▶ **Challenge a**:
Using the passage on Dummer Academy, say whether each statement agrees with it: (i) Bentley's journal entry is dated June 26, 1790; (ii) tuition was first set at twenty-eight shillings per week; (iii) Bentley's entry gives the annual rent of the farm as 80 pounds. Answer each with yes or no and quote the text's deciding words.

▶ **Page**:
================================

An entry for June 26, 1790, in the valuable journal of Salem's indefatigable diarist William Bentley reports the following: "It has been said that Dummer Academy in Newbury has been offered to Revd Mr. Isaac Smith, the present Librarian at Cambridge and that he has been down to review it. The present annual rent of the farm is 80 pounds." In actuality Mr. Smith had been chosen for the post as early as the preceding April, according to the minutes of a Trustees' meeting during that month. At this meeting compensation had been set at "rents, issues, and profits of the estate . . . deducting therefrom sufficient for the necessary reparation of the estate . . ." In addition, permission was given to charge tuition at the rate of twenty-eight shillings per pupil (an assessment shortly afterward changed to one shilling per week).

================================

▶ **Exercise data**:
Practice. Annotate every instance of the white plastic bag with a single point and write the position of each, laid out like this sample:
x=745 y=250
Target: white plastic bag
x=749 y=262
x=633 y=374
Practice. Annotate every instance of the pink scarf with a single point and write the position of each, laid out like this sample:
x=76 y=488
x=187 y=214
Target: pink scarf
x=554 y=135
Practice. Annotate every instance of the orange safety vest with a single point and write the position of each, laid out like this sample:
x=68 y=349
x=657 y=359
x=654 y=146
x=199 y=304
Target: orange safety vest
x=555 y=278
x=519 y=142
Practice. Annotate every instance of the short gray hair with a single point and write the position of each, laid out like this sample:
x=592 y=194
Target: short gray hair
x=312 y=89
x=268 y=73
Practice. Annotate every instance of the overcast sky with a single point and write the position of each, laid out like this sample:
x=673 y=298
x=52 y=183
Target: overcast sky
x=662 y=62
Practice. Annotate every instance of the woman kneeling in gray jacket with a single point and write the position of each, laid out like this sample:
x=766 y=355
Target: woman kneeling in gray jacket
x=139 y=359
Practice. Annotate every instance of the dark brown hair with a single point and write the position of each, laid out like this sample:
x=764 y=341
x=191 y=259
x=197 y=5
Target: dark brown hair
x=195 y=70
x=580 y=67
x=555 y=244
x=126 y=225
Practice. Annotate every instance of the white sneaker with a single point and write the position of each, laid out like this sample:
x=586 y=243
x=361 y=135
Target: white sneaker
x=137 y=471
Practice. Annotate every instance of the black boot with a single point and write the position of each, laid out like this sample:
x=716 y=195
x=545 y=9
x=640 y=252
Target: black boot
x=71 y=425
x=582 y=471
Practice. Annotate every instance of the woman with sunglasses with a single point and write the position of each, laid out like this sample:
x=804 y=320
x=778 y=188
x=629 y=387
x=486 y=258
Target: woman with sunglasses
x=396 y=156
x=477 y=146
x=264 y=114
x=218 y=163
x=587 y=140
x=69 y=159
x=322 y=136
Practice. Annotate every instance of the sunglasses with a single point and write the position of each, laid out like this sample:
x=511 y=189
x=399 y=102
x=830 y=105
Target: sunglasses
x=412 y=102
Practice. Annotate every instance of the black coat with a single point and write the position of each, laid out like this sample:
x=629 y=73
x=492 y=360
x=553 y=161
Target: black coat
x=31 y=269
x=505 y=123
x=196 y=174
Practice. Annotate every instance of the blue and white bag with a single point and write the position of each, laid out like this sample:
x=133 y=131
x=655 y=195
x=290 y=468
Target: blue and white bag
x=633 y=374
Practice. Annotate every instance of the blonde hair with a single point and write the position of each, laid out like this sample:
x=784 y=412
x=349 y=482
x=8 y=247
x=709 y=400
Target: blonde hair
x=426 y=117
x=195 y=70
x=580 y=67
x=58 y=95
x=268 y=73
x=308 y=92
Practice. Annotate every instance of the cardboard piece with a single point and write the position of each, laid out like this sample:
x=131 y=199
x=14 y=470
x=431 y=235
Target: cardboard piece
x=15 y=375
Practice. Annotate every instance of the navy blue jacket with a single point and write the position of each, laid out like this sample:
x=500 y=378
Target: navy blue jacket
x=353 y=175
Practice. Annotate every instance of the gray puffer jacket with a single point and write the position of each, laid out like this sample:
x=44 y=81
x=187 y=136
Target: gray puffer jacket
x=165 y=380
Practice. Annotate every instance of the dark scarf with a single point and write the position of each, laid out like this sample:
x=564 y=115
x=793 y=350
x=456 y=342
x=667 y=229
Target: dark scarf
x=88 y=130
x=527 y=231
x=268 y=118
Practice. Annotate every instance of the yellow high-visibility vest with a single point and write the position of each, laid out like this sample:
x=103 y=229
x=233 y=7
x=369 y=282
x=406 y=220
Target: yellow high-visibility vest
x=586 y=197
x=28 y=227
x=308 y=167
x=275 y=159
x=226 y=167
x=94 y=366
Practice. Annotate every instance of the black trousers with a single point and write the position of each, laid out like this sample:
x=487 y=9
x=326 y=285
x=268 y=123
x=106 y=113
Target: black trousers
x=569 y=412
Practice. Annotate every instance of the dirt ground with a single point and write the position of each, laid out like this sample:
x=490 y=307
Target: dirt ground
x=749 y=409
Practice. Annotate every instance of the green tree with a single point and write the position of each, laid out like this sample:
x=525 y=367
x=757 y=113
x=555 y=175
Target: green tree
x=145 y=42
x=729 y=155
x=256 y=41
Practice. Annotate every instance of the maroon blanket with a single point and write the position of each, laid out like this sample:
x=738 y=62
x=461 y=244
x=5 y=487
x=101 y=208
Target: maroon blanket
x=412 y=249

================================

▶ **Challenge b**:
In the entries, take the lines starting with the one containing "Practice. Annotate every instance of the cardboard" and going on through the one containing "x=268 y=118". Rewrite them with "jacket" switched to "coat" and everything else unchanged.

▶ **Exercise solution a**:
(i) Yes: "An entry for June 26, 1790, in the valuable journal of Salem's indefatigable diarist William Bentley reports the following"
(ii) No: "permission was given to charge tuition at the rate of twenty-eight shillings per pupil (an assessment shortly afterward changed to one shilling per week)"
(iii) Yes: "The present annual rent of the farm is 80 pounds."

▶ **Exercise solution b**:
Practice. Annotate every instance of the cardboard piece with a single point and write the position of each, laid out like this sample:
x=131 y=199
x=14 y=470
x=431 y=235
Target: cardboard piece
x=15 y=375
Practice. Annotate every instance of the navy blue coat with a single point and write the position of each, laid out like this sample:
x=500 y=378
Target: navy blue coat
x=353 y=175
Practice. Annotate every instance of the gray puffer coat with a single point and write the position of each, laid out like this sample:
x=44 y=81
x=187 y=136
Target: gray puffer coat
x=165 y=380
Practice. Annotate every instance of the dark scarf with a single point and write the position of each, laid out like this sample:
x=564 y=115
x=793 y=350
x=456 y=342
x=667 y=229
Target: dark scarf
x=88 y=130
x=527 y=231
x=268 y=118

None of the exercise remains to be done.